> Instruction: According to the Tarn-et-Garonne travel article below, what is the area known for? List each thing.

> Provided text:
________________________
Why Tarn-et-Garonne makes for a perfect family escape
PUBLISHED: 11:59 15 December 2020 | UPDATED: 11:59 15 December 2020
Nick Parford Photography.com
If you’re craving wide open spaces on your next trip to France, Tarn-et-Garonne offers stunning countryside and attractions for all ages
It was 2am when my daughter burst into the bedroom and asked if it was time to get up yet? She was so excited about visiting France she simply couldn’t sleep any longer. We were due to get up an hour later to catch an early morning flight from Stansted anyway, so at least we definitely weren’t going to oversleep.
A drive around the M25 as the sun came up, several brioches and large cups of tea later, and we were on our flight to Toulouse, which is just under two hours away from London. By lunchtime we were in our hire car heading up the autoroute towards Montauban, capital of the Tarn-et-Garonne département in Occitanie.
It was October half term, the leaves on the trees were a rich russet colour, but the sun was still warm when it broke through the clouds. Our home for the next week would be a charming stone gîte, surrounded by fields, in the heart of the countryside in rural Labarthe. We had no immediate neighbours, aside from some owls we could hear hooting at night, plenty of space to roam and a beautiful view down to the church.
This whole area, renowned for its rivers, orchards and nature, has embraced the idea of ‘slow tourism’, taking your time to linger in one of its pretty historical villages over lunch or spending a day walking along the Canal des Deux-Mers, which makes for a wonderfully relaxed family escape.
Our first stop was Lauzerte, one of the famous Plus Beaux Villages de France which is perched on top of a hill with impressive views of the surrounding Quercy Blanc countryside. This peaceful bastide was built in the 12th century and has many medieval houses as well as Le Jardin du Pèlerin, a garden at the foot of the old ramparts which celebrates the town’s location as a stopping off point on the popular pilgrimage to Santiago de Compostela.
In the main square, alongside the pretty semi-circular arches, is also a modern sculpture by a local ceramic artist of an uplifted corner revealing brightly coloured tiles beneath, which inquisitive little feet just can’t resist clambering on.
________________________
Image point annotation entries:
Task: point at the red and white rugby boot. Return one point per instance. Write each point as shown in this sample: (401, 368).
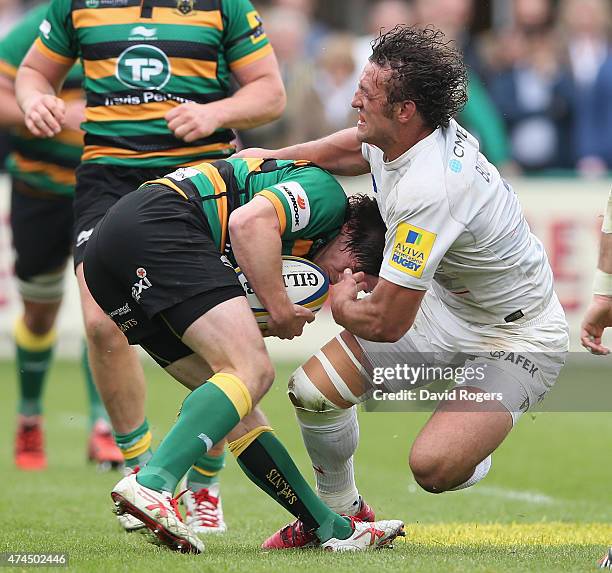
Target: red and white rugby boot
(159, 512)
(606, 562)
(29, 444)
(102, 449)
(204, 511)
(128, 522)
(294, 535)
(367, 535)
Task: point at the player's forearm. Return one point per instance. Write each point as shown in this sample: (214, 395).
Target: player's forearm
(30, 83)
(10, 113)
(260, 261)
(339, 153)
(364, 318)
(603, 275)
(605, 253)
(254, 104)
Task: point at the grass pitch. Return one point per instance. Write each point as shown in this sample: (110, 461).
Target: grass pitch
(545, 505)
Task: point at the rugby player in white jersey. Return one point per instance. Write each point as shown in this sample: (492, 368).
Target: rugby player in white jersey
(598, 316)
(461, 273)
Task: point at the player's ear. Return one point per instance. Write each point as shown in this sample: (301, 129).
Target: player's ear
(405, 111)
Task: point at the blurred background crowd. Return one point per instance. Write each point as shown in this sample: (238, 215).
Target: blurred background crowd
(540, 72)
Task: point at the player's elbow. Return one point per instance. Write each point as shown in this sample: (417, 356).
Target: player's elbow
(385, 330)
(240, 222)
(277, 101)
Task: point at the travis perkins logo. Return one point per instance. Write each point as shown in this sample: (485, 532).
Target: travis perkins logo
(299, 206)
(143, 284)
(411, 249)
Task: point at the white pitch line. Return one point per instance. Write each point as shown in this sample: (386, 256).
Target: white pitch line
(513, 494)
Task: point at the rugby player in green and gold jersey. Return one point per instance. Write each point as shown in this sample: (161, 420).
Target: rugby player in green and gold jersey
(158, 265)
(42, 180)
(157, 78)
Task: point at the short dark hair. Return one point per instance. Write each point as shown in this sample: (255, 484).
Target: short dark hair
(426, 69)
(365, 232)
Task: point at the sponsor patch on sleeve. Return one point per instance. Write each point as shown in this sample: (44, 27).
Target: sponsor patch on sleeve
(183, 173)
(299, 206)
(256, 25)
(45, 28)
(411, 249)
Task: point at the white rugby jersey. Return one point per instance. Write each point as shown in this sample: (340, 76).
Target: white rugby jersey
(455, 225)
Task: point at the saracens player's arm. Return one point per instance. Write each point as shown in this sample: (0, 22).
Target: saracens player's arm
(384, 316)
(338, 153)
(261, 262)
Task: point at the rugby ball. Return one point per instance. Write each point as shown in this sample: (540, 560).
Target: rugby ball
(306, 285)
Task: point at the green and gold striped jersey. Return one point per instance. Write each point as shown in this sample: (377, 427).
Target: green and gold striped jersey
(46, 164)
(309, 202)
(141, 58)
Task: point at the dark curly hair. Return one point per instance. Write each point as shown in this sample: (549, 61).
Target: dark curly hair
(426, 69)
(365, 231)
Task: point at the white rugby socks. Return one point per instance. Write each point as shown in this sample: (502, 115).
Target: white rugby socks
(331, 439)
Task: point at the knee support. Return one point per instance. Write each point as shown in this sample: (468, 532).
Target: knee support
(327, 381)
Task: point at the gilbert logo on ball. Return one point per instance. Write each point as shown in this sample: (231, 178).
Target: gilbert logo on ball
(306, 284)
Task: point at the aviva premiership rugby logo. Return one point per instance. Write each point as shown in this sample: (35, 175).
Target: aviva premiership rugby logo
(185, 7)
(411, 249)
(143, 67)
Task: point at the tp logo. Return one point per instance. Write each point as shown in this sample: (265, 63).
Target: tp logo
(143, 66)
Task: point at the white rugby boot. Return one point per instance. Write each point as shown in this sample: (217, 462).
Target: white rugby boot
(367, 535)
(159, 512)
(204, 511)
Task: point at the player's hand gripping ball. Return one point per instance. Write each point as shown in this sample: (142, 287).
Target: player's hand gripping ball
(307, 285)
________________________
> The output:
- Rivers
- Orchards
- Nature